Sapper Edwin S. Pickard, 145655, Royal Engineers, 79th Field Company

Edwin Schofield Pickard was born in Birstall on the 13th September 1886 and baptised at St. Peter’s Church Birstall on the 6th October 1886. He was the second child and eldest son of Frank Simpson Pickard and his wife, Mary Elizabeth (nee Schofield), who married in early 1883. The couple had six children, the four eldest being born in Birstall and the youngest two born in Appleby Bridge.

In 1891 the family were living in Shipley, where Frank Pickard was employed as a draper, but by 1901, Bradford-born Frank, wife Mary and their six children were living in Horbury where he worked as a woollen cloth miller. Edwin Pickard, then aged 14, was a football stitcher for a local athletic goods manufacturer. By 1911 Edwin was still living in Horbury but he was now boarding at the home of his married sister at Ring O’ Bells Yard, and still working as a football stitcher. Two of his sisters, Laura and June, aged 22 years and 19 years, were also living in the same house as boarders.

At the age of 29 years and 2 months, Edwin Schofield Pickard of 8, Albert Street, Ossett enlisted at Ossett on the 7th December 1915 and joined the Royal Engineers, 79th Field Company with service number 145655. He was 5’ 3” tall with a 31” chest measurement. His father Frank was named as his next-of-kin. Edwin Pickard was posted to army reserve until the 8th December 1915, mobilised on the 1st March 1916 and then posted to the Royal Engineer’s Army Ordnance Depot at Chatham, Kent as a harness maker. He embarked for France on the 22nd August 1916.

Sapper Edwin Pickard was killed on the 22nd October 1917 and his mother subsequently received an allotment of his pay to the value of 7/- which was the army pay due to Edwin at the time of his death. In 1917, the army returned Edwin’s surviving effects to his father at Albert Street, Ossett. They comprised letters in a case, wallet, religious book, disc, and ring. Edwin Schofield Pickard was posthumously awarded the British and Victory medals.

The 79th Field Company, Royal Engineers served with 18th (Eastern) Division. The 18th (Eastern) Division was established in September 1914, as part of Kitchener's Second New Army. The Division initially concentrated in the Colchester area but moved to Salisbury Plain in May 1915. They proceeded to France in July and concentrated near Flesselles. In 1916 they were in action on The Somme in The Battle of Albert capturing their objectives near Montauban, The Battle of Bazentin Ridge including the capture of Trones Wood, The Battle of Delville Wood, The Battle of Thiepval Ridge, The Battle of the Ancre Heights playing a part in the capture of the Schwaben Redoubt and Regina Trench and The Battle of the Ancre.

In 1917 they took part in the Operations on the Ancre including Miraumont and the capture of Irles, the fought during The German retreat to the Hindenburg Line and in The Third Battle of the Scarpe before moving to Flanders. They were in action in The Battle of Pilkem Ridge, The Battle of Langemarck and The First and Second Battle of Passchendaele.

Sapper Edwin S. Pickard was killed in action in the build up to the Second Battle of Passchendaele, which took place between the 26th October and the 10th November 1917.

Chateau Wood, Ypres in late 1917

Above: Soldiers of an Australian 4th Division field artillery brigade on a duckboard track passing through Chateau Wood, near Hooge in the Ypres salient, 29 October 1917. The men belong to a battery of the 10th Field Artillery Brigade.

-------------------------

**Aim**.
Reproduce word for word the part of the account of Sapper Edwin Pickard starting at "At the age of" and ending at "22nd August 1916.".

**Data extract**.
-------------------------

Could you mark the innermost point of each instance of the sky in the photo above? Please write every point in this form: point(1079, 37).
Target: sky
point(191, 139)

-------------------------

**Answer to the task**.
At the age of 29 years and 2 months, Edwin Schofield Pickard of 8, Albert Street, Ossett enlisted at Ossett on the 7th December 1915 and joined the Royal Engineers, 79th Field Company with service number 145655. He was 5’ 3” tall with a 31” chest measurement. His father Frank was named as his next-of-kin. Edwin Pickard was posted to army reserve until the 8th December 1915, mobilised on the 1st March 1916 and then posted to the Royal Engineer’s Army Ordnance Depot at Chatham, Kent as a harness maker. He embarked for France on the 22nd August 1916.